## What is needed
Your reply should consist of the entries, copied exactly and stripped of images.

Records from a collection:
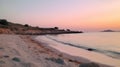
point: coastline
(68, 55)
(25, 51)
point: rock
(89, 65)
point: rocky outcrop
(5, 31)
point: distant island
(109, 30)
(14, 28)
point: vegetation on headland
(14, 28)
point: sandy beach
(22, 51)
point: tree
(3, 22)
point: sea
(105, 43)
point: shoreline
(24, 51)
(76, 59)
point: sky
(85, 15)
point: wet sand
(22, 51)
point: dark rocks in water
(89, 65)
(56, 60)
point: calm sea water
(107, 43)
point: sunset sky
(85, 15)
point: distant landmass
(14, 28)
(109, 30)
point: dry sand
(22, 51)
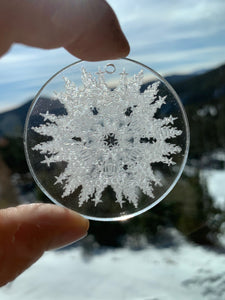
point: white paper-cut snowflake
(109, 137)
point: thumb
(28, 230)
(88, 29)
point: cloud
(169, 36)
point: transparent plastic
(107, 139)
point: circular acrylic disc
(107, 139)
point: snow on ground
(215, 180)
(184, 272)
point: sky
(172, 37)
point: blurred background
(177, 249)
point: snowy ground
(215, 180)
(184, 272)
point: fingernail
(71, 235)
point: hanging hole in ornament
(110, 68)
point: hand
(89, 30)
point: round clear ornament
(107, 139)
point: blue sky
(175, 36)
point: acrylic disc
(107, 139)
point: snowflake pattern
(109, 137)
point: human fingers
(88, 29)
(27, 231)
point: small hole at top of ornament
(110, 68)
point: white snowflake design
(109, 137)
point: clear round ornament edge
(122, 215)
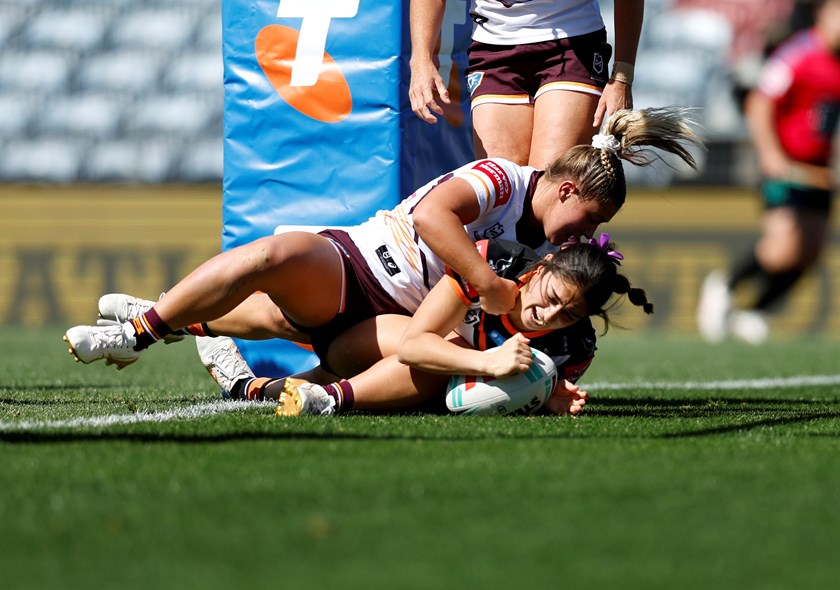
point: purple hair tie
(602, 242)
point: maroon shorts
(364, 298)
(518, 74)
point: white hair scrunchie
(609, 143)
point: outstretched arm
(425, 345)
(627, 23)
(426, 86)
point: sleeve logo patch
(499, 179)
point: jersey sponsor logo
(501, 182)
(296, 62)
(598, 63)
(494, 231)
(500, 265)
(472, 317)
(387, 260)
(474, 80)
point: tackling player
(314, 287)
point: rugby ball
(519, 394)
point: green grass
(658, 484)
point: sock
(776, 285)
(745, 269)
(149, 328)
(198, 330)
(342, 393)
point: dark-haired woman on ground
(450, 334)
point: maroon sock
(342, 393)
(149, 328)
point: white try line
(791, 382)
(218, 407)
(186, 413)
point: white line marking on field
(218, 407)
(186, 413)
(792, 382)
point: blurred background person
(538, 74)
(792, 116)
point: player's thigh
(562, 119)
(503, 131)
(814, 227)
(305, 277)
(779, 248)
(366, 343)
(257, 318)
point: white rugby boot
(222, 359)
(120, 307)
(749, 326)
(714, 307)
(113, 342)
(302, 397)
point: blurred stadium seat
(80, 28)
(136, 88)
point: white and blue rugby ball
(519, 394)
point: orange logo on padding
(327, 100)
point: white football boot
(113, 342)
(749, 326)
(222, 359)
(303, 397)
(120, 307)
(714, 307)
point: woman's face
(549, 302)
(572, 216)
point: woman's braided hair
(598, 169)
(592, 265)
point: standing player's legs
(503, 131)
(791, 239)
(562, 119)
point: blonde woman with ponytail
(330, 289)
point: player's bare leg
(562, 119)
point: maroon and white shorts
(364, 298)
(519, 74)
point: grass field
(692, 467)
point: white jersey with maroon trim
(404, 265)
(516, 22)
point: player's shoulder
(507, 258)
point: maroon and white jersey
(402, 262)
(516, 22)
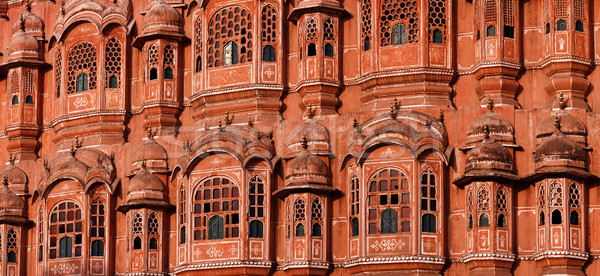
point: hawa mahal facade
(299, 137)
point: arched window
(153, 244)
(113, 62)
(399, 34)
(137, 230)
(153, 74)
(437, 36)
(354, 204)
(83, 68)
(82, 82)
(389, 193)
(316, 211)
(428, 223)
(137, 243)
(389, 221)
(556, 217)
(300, 230)
(328, 50)
(113, 82)
(230, 53)
(490, 31)
(66, 231)
(299, 216)
(312, 50)
(168, 73)
(579, 26)
(501, 221)
(97, 248)
(198, 64)
(216, 196)
(269, 53)
(484, 220)
(561, 25)
(97, 230)
(66, 247)
(216, 227)
(256, 229)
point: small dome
(10, 203)
(559, 150)
(489, 155)
(161, 15)
(145, 185)
(500, 128)
(306, 168)
(570, 125)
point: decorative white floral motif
(213, 252)
(81, 102)
(64, 269)
(388, 245)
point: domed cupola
(500, 129)
(559, 151)
(11, 205)
(33, 24)
(489, 155)
(570, 126)
(161, 18)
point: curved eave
(320, 7)
(145, 203)
(305, 187)
(487, 175)
(140, 40)
(23, 62)
(560, 172)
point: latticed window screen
(82, 60)
(388, 195)
(399, 11)
(216, 196)
(230, 24)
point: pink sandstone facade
(300, 137)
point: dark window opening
(300, 230)
(579, 26)
(82, 82)
(437, 36)
(269, 53)
(153, 244)
(428, 223)
(484, 220)
(312, 50)
(501, 221)
(65, 247)
(316, 231)
(328, 50)
(574, 218)
(490, 31)
(97, 248)
(389, 221)
(216, 227)
(561, 25)
(168, 73)
(509, 31)
(137, 243)
(113, 82)
(367, 44)
(153, 74)
(355, 227)
(556, 217)
(399, 34)
(256, 229)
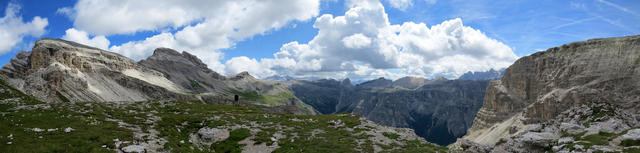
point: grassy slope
(95, 128)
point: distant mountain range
(439, 110)
(487, 75)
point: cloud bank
(201, 27)
(13, 29)
(363, 44)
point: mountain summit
(582, 93)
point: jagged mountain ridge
(439, 110)
(487, 75)
(540, 95)
(59, 70)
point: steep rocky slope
(590, 86)
(58, 70)
(487, 75)
(439, 110)
(188, 72)
(186, 126)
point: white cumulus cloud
(13, 29)
(83, 38)
(400, 4)
(202, 27)
(356, 41)
(363, 44)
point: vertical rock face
(58, 70)
(439, 110)
(540, 86)
(488, 75)
(185, 70)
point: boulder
(213, 134)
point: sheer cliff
(594, 76)
(439, 110)
(59, 70)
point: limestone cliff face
(439, 110)
(185, 70)
(58, 70)
(540, 86)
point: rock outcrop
(439, 110)
(537, 88)
(58, 70)
(487, 75)
(185, 70)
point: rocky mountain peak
(440, 78)
(377, 83)
(168, 54)
(410, 82)
(243, 75)
(539, 87)
(346, 82)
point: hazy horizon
(357, 39)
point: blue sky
(524, 27)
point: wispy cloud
(618, 7)
(573, 23)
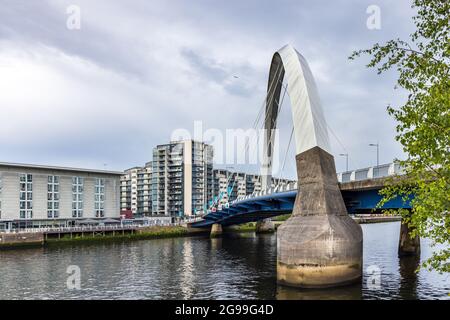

## Task solution
point: coastline
(68, 55)
(25, 51)
point: rock
(89, 65)
point: rocky outcrop
(5, 31)
point: distant island
(109, 30)
(14, 28)
point: vegetation on headland
(14, 28)
point: sandy beach
(22, 51)
point: tree
(3, 22)
point: sea
(105, 43)
point: shoreline
(24, 51)
(76, 59)
point: sky
(85, 15)
point: wet sand
(22, 51)
point: dark rocks in water
(89, 65)
(56, 60)
point: calm sea water
(107, 43)
point: sunset sky
(85, 15)
point: distant landmass
(14, 28)
(109, 30)
point: dry sand
(22, 51)
point: white paper-cut snowflake
(109, 137)
point: thumb
(28, 230)
(88, 29)
point: cloud
(169, 36)
point: transparent plastic
(107, 139)
point: circular acrylic disc
(107, 139)
point: snow on ground
(215, 180)
(184, 272)
point: sky
(172, 37)
point: blurred background
(177, 249)
point: snowy ground
(215, 180)
(184, 272)
point: fingernail
(71, 235)
point: hanging hole in ornament
(110, 68)
point: hand
(89, 30)
point: round clear ornament
(107, 139)
point: blue sky
(175, 36)
point: acrylic disc
(107, 139)
point: snowflake pattern
(109, 137)
point: human fingers
(88, 29)
(27, 231)
point: small hole at top of ornament
(110, 68)
point: white snowflake design
(109, 137)
point: clear round ornament edge
(122, 215)
point: purple hair tie
(602, 242)
point: maroon shorts
(364, 298)
(518, 74)
point: white hair scrunchie
(609, 143)
point: outstretched arm
(425, 345)
(627, 23)
(426, 86)
point: sleeve logo patch
(499, 179)
point: jersey sponsor logo
(501, 182)
(296, 62)
(598, 63)
(494, 231)
(500, 265)
(472, 317)
(387, 260)
(474, 80)
point: tackling player
(314, 287)
point: rugby ball
(519, 394)
point: green grass
(658, 484)
point: sock
(776, 285)
(745, 269)
(149, 328)
(198, 330)
(342, 393)
point: dark-haired woman on ground
(450, 334)
point: maroon sock
(342, 393)
(149, 328)
point: white try line
(791, 382)
(218, 407)
(186, 413)
point: white line marking on field
(218, 407)
(186, 413)
(792, 382)
point: blurred background person
(538, 74)
(792, 116)
point: player's thigh
(562, 119)
(503, 131)
(814, 227)
(305, 277)
(779, 248)
(366, 343)
(257, 318)
point: white rugby boot
(222, 359)
(120, 307)
(749, 326)
(714, 307)
(113, 342)
(302, 397)
point: blurred stadium seat
(80, 28)
(136, 88)
point: white and blue rugby ball
(519, 394)
point: orange logo on padding
(327, 100)
point: white football boot
(113, 342)
(749, 326)
(222, 359)
(303, 397)
(120, 307)
(714, 307)
point: woman's face
(549, 302)
(572, 216)
point: woman's braided hair
(598, 169)
(592, 265)
point: standing player's legs
(503, 131)
(791, 239)
(562, 119)
point: blonde woman with ponytail
(330, 289)
point: player's bare leg
(562, 119)
point: maroon and white shorts
(364, 298)
(519, 74)
point: grass field
(692, 467)
point: white jersey with maroon trim
(404, 265)
(516, 22)
point: player's shoulder
(507, 258)
point: maroon and white jersey
(402, 262)
(516, 22)
point: hawa mahal facade
(299, 137)
point: arched window
(153, 244)
(113, 62)
(399, 34)
(137, 230)
(153, 74)
(437, 36)
(354, 204)
(83, 68)
(82, 82)
(389, 193)
(316, 211)
(428, 223)
(137, 243)
(389, 221)
(556, 217)
(300, 230)
(328, 50)
(113, 82)
(230, 53)
(490, 31)
(66, 231)
(299, 216)
(312, 50)
(168, 73)
(579, 26)
(501, 221)
(97, 248)
(198, 64)
(216, 196)
(269, 53)
(484, 220)
(561, 25)
(97, 230)
(66, 247)
(216, 227)
(256, 229)
point: small dome
(10, 203)
(559, 150)
(489, 155)
(161, 15)
(145, 185)
(500, 128)
(306, 168)
(570, 125)
point: decorative white floral motif
(213, 252)
(81, 102)
(64, 269)
(388, 245)
point: domed cupola
(500, 129)
(559, 151)
(11, 205)
(33, 24)
(489, 155)
(570, 126)
(161, 18)
point: curved eave
(320, 7)
(145, 203)
(305, 187)
(487, 175)
(140, 40)
(23, 62)
(560, 172)
point: latticed window screen
(82, 60)
(388, 195)
(399, 11)
(216, 196)
(230, 24)
point: pink sandstone facade
(300, 137)
point: dark window opening
(300, 230)
(579, 26)
(82, 82)
(437, 36)
(269, 53)
(153, 244)
(428, 223)
(484, 220)
(312, 50)
(501, 221)
(65, 247)
(316, 231)
(328, 50)
(574, 218)
(490, 31)
(97, 248)
(389, 221)
(216, 227)
(561, 25)
(168, 73)
(509, 31)
(137, 243)
(113, 82)
(367, 44)
(153, 74)
(355, 227)
(556, 217)
(399, 34)
(256, 229)
point: grassy slope
(95, 128)
point: distant mountain range
(439, 110)
(487, 75)
point: cloud bank
(201, 27)
(13, 29)
(363, 44)
point: mountain summit
(582, 93)
point: jagged mountain ridge
(439, 110)
(487, 75)
(540, 95)
(59, 70)
point: steep rocky slope
(590, 86)
(58, 70)
(487, 75)
(439, 110)
(188, 72)
(186, 126)
point: white cumulus cloud
(13, 29)
(83, 38)
(400, 4)
(202, 27)
(356, 41)
(363, 44)
point: vertical rock face
(58, 70)
(439, 110)
(540, 86)
(488, 75)
(185, 70)
point: boulder
(213, 134)
point: sheer cliff
(594, 76)
(439, 110)
(59, 70)
point: limestone cliff face
(439, 110)
(185, 70)
(58, 70)
(540, 86)
point: rock outcrop
(439, 110)
(537, 88)
(58, 70)
(487, 75)
(185, 70)
point: rocky mountain peak
(440, 78)
(377, 83)
(168, 54)
(410, 82)
(243, 75)
(539, 87)
(346, 82)
point: hazy horizon
(357, 39)
point: blue sky
(524, 27)
point: wispy cloud
(618, 7)
(573, 23)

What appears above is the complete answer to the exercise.